#### Try it
The entries must be set down again word for word; no pictures belong in the copy.

#### Record extracts
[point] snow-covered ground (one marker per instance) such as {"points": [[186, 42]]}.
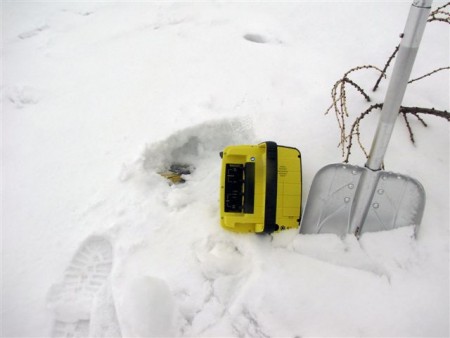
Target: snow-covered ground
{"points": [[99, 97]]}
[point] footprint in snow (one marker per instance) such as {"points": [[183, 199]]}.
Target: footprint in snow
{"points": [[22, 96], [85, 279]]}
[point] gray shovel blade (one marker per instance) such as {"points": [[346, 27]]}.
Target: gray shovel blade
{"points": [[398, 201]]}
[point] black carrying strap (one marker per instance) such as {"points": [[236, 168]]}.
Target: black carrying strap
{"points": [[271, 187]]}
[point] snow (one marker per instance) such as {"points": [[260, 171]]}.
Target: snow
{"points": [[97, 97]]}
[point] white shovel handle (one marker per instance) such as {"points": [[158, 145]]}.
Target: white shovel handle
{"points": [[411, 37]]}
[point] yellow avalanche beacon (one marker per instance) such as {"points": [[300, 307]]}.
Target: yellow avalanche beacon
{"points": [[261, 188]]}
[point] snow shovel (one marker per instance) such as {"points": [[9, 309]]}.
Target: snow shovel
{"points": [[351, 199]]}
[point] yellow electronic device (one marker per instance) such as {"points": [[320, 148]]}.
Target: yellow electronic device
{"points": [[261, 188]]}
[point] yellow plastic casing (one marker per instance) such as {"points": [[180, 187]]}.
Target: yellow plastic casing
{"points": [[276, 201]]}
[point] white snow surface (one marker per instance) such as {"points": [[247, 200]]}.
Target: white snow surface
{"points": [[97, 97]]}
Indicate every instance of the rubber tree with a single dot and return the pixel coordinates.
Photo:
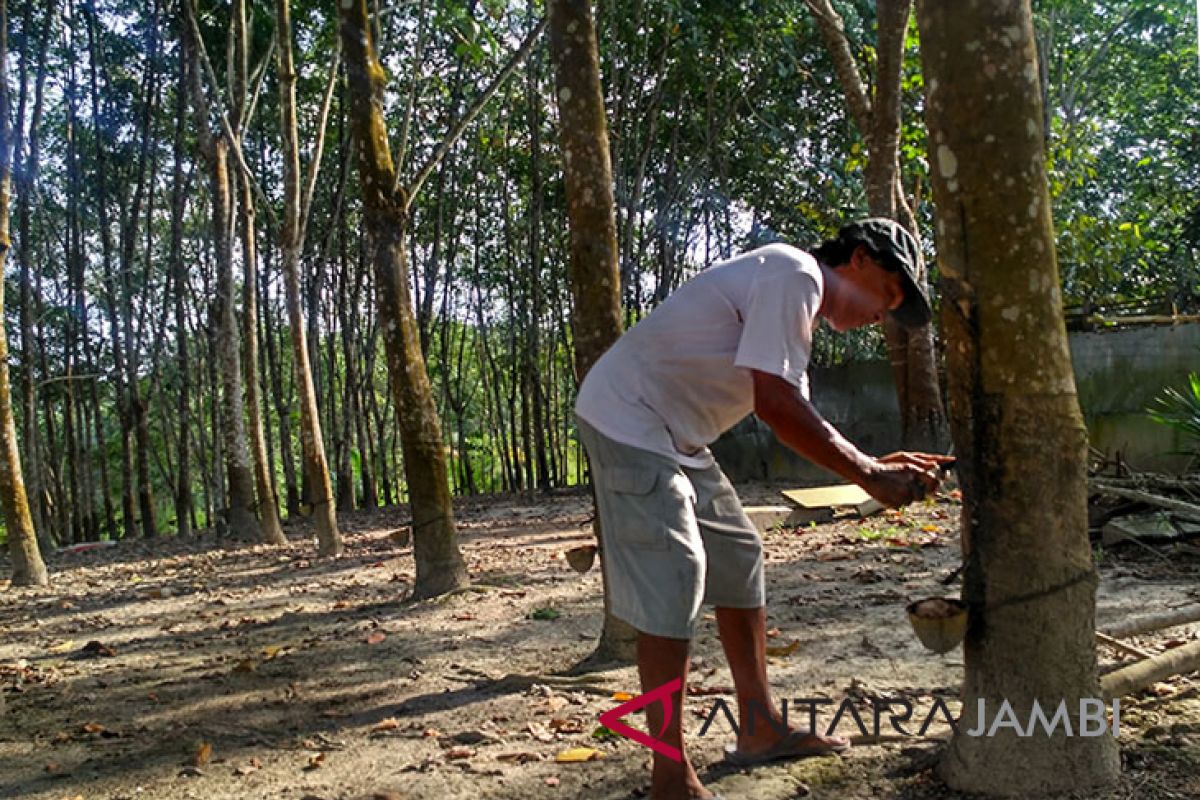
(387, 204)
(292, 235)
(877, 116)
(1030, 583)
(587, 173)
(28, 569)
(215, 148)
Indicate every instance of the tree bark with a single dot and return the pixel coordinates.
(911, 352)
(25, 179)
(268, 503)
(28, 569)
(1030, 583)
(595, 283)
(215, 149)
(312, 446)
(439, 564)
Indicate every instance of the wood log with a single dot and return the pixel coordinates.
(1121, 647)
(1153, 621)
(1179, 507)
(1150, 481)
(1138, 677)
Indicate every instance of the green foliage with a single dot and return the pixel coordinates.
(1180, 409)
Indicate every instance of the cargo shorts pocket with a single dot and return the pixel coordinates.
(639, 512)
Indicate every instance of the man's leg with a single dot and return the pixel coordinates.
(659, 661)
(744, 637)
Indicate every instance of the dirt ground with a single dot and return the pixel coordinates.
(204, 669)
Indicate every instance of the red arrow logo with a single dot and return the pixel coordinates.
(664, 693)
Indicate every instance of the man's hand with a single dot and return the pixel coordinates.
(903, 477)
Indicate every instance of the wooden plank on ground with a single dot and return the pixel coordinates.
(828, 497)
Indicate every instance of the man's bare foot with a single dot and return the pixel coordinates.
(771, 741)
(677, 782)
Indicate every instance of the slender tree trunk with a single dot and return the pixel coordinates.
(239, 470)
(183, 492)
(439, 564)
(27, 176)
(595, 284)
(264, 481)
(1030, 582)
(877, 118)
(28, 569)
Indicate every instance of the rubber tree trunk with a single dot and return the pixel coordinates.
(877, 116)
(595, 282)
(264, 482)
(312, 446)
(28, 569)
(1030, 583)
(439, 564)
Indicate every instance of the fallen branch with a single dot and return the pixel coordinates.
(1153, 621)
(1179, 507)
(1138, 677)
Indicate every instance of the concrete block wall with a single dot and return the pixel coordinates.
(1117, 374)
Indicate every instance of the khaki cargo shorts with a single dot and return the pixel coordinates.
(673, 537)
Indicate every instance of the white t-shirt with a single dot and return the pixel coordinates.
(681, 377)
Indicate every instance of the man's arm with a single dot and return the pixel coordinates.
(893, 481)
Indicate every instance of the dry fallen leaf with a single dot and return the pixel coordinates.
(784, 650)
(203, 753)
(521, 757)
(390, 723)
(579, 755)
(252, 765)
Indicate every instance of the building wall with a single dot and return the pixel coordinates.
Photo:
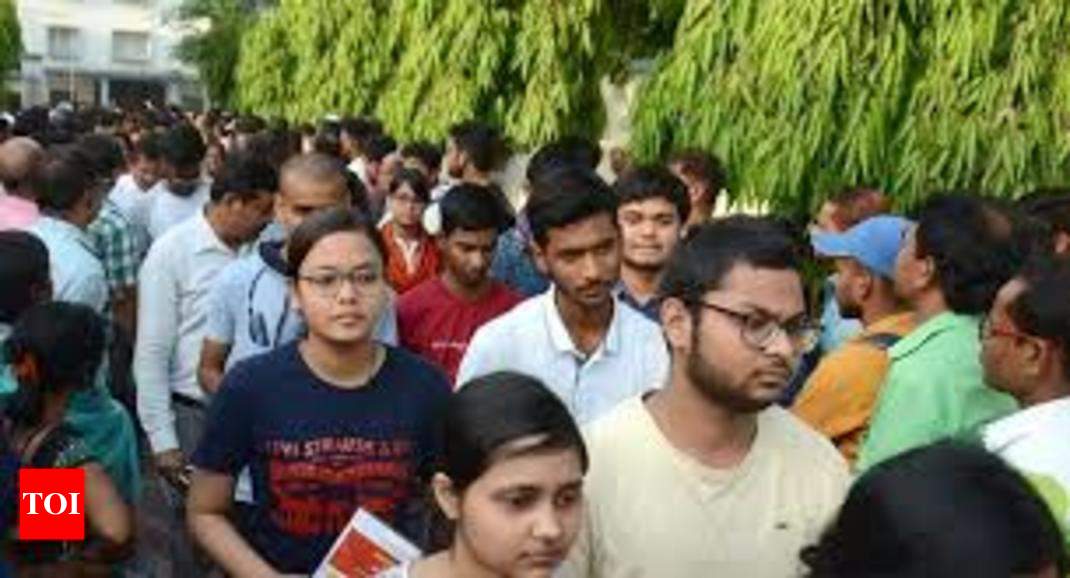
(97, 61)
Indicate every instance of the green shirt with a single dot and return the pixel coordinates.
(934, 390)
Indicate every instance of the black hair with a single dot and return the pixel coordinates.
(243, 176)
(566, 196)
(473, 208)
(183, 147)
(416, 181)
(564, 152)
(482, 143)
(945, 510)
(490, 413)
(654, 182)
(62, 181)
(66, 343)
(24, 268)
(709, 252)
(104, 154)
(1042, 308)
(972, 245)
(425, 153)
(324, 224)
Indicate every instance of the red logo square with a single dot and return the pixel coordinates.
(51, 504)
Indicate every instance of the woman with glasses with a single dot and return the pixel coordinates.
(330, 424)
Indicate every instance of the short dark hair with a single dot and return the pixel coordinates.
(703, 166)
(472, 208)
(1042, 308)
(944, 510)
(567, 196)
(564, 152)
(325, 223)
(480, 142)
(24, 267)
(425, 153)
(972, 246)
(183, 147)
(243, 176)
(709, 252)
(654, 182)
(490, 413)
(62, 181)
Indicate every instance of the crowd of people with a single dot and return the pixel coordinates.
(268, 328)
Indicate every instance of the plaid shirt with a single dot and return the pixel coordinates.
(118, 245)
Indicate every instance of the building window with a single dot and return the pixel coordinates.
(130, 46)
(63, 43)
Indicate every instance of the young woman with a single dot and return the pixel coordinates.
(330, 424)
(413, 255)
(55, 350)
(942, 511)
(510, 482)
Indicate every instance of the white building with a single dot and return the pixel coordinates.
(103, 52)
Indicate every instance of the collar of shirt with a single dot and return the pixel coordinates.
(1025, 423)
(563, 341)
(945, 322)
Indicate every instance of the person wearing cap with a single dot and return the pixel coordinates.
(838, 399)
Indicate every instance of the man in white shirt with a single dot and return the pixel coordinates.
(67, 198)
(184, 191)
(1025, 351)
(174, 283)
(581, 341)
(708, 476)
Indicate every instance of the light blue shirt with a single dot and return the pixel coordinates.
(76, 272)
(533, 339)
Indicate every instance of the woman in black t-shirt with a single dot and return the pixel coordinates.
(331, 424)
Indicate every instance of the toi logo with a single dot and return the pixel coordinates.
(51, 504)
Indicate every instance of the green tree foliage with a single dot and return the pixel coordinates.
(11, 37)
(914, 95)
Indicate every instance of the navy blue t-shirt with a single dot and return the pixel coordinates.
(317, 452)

#### Answer section
[point] snow-covered ground (one marker per instance) such as {"points": [[186, 42]]}.
Target: snow-covered ground
{"points": [[99, 97]]}
[point] footprint in snow (one marker per instance) such as {"points": [[183, 199]]}.
Target: footprint in snow
{"points": [[22, 96], [85, 279]]}
[point] gray shovel blade (one marker per instance) such as {"points": [[346, 27]]}.
Target: gray shovel blade
{"points": [[398, 201]]}
[point] black carrying strap (one marker per instance) such as {"points": [[236, 168]]}.
Target: black carrying strap
{"points": [[271, 187]]}
[point] snow (one marker per instance) such as {"points": [[260, 171]]}.
Target: snow
{"points": [[97, 97]]}
[point] white shovel handle (one marker per instance) such as {"points": [[158, 145]]}.
Target: white shovel handle
{"points": [[411, 37]]}
[point] yellow avalanche beacon (one marker per instance) such as {"points": [[300, 307]]}.
Target: yellow avalanche beacon
{"points": [[261, 188]]}
[point] snow shovel (one marker per instance) such as {"points": [[9, 309]]}.
Target: snow shovel
{"points": [[351, 199]]}
[point] yellow electronic device (one marker per instance) such as {"points": [[320, 148]]}.
Target: yellow electronic device
{"points": [[261, 188]]}
[point] yellow plastic casing (one marker per instance) such as {"points": [[180, 187]]}.
Target: yellow plastic casing
{"points": [[276, 201]]}
[point] white snow surface (one marker per instance) such as {"points": [[247, 200]]}.
Target: white snow surface
{"points": [[97, 97]]}
Indicate every instance of the rubber tree with a single dot and return the pixel coordinates.
Photo:
(387, 204)
(292, 235)
(877, 116)
(1030, 583)
(587, 173)
(28, 569)
(215, 148)
Indicate every instance of the tree bark with a single dot and return the pixel coordinates.
(911, 352)
(25, 179)
(268, 503)
(28, 569)
(1030, 583)
(595, 283)
(215, 149)
(312, 446)
(439, 564)
Indicate every instance of the wood log with a single dot and return the pixel coordinates.
(1121, 647)
(1153, 621)
(1179, 507)
(1150, 481)
(1138, 677)
Indicate every instance of the green foliage with a single dot and return the pixel coordinates.
(1180, 409)
Indicate every instance of the cargo shorts pocket with a single dot and return the pixel coordinates.
(639, 512)
Indicate every instance of the man's leg with a single dot and return the pixel coordinates.
(659, 661)
(744, 637)
Indicate every instance of the dirt ground with a single dot and return the pixel coordinates.
(204, 669)
Indicate every instance of the red arrow logo with a single dot and return the pixel coordinates.
(664, 693)
Indicate every instance of the man's hand with a single dot and return the pixel coordinates.
(903, 477)
Indicate every instance of the wooden plank on ground with a single dot and return the pixel coordinates.
(828, 497)
Indicate every instance of the man's bare foot with a single dot and return the pixel coordinates.
(771, 741)
(677, 782)
Indicate every instance of the slender tree trunk with a single dot and return the pixel coordinates.
(239, 470)
(183, 492)
(439, 564)
(27, 176)
(595, 284)
(264, 481)
(1030, 582)
(877, 118)
(28, 569)
Indicate every instance of the rubber tree trunk with a single dot and return the pixel coordinates.
(877, 116)
(595, 282)
(264, 482)
(312, 446)
(28, 569)
(1030, 583)
(439, 564)
Indicate every instance of the fallen branch with a single dot and return the pixel coordinates.
(1153, 621)
(1179, 507)
(1138, 677)
Indicate every instance of the concrete block wall with a single dot and return the pixel coordinates.
(1117, 374)
Indicate every instance of the khaki cargo shorts with a single dot and return the pixel coordinates.
(673, 537)
Indicate every instance of the white t-shirt with a single dot and return the pixel coordinates.
(681, 377)
Indicate every instance of the man's arm with a single dot and return the pixel coordinates.
(893, 481)
Indicate every instance of the dry fallen leaf with a single dot and return the pixel coordinates.
(784, 650)
(203, 753)
(521, 757)
(390, 723)
(579, 755)
(252, 765)
Indicate every instance of the building wall with a single dot and return the pixel coordinates.
Photo:
(97, 61)
Indicate every instance of the green shirt with a single dot and return the pixel coordinates.
(934, 390)
Indicate every instance of the black hair with a single dot and return the pixel coordinates.
(243, 176)
(566, 196)
(473, 208)
(183, 147)
(416, 181)
(564, 152)
(482, 143)
(945, 510)
(490, 413)
(654, 182)
(62, 181)
(66, 343)
(24, 268)
(709, 252)
(104, 154)
(1042, 308)
(972, 245)
(425, 153)
(324, 224)
Indicate every instance of the red logo square with a single dot and return the pixel coordinates.
(51, 504)
Indicate every instance of the woman with glasses with a single dot and return the pixel coordinates.
(330, 424)
Indicate every instance of the short dark hair with a single dot and return the pixel coordinates.
(703, 166)
(472, 208)
(1042, 308)
(944, 510)
(567, 196)
(564, 152)
(325, 223)
(480, 142)
(24, 267)
(425, 153)
(972, 246)
(183, 147)
(243, 176)
(709, 252)
(654, 182)
(490, 413)
(62, 181)
Indicate every instance of the crowd of people with a single dot and return the pixel coordinates.
(268, 328)
Indicate every instance of the plaid shirt with a single dot and return the pixel coordinates.
(118, 245)
Indicate every instance of the building window with a single dot and return the pixel coordinates.
(130, 46)
(63, 43)
Indicate every instance of the young woman with a single dot and return the pixel coordinates.
(330, 424)
(413, 255)
(55, 350)
(942, 511)
(510, 482)
Indicate every instance of the white building with a single dot and return the pixel coordinates.
(103, 52)
Indicate every instance of the collar of shirt with a single dot and return the pixel coordinates.
(1025, 423)
(563, 341)
(945, 322)
Indicate every instance of the person wearing cap with a single dot and return the pixel coordinates.
(838, 399)
Indicate every instance of the man in white shirt with a single dot and return the pixel coordinates.
(67, 198)
(184, 191)
(1025, 351)
(174, 283)
(581, 341)
(708, 476)
Indicate every instance of the light blue shirt with a single dot and return the pixel coordinates.
(76, 272)
(533, 339)
Indicate every instance of the woman in black t-shirt with a single dot and return the pixel coordinates.
(331, 424)
Indicate every instance of the toi logo with a single dot and return the pixel coordinates.
(51, 504)
Indicate every instance of the green tree foliage with a single dot and return the pixel coordinates.
(11, 37)
(914, 95)
Indicate every instance of the navy blue t-shirt with a single dot and return the pixel coordinates.
(317, 452)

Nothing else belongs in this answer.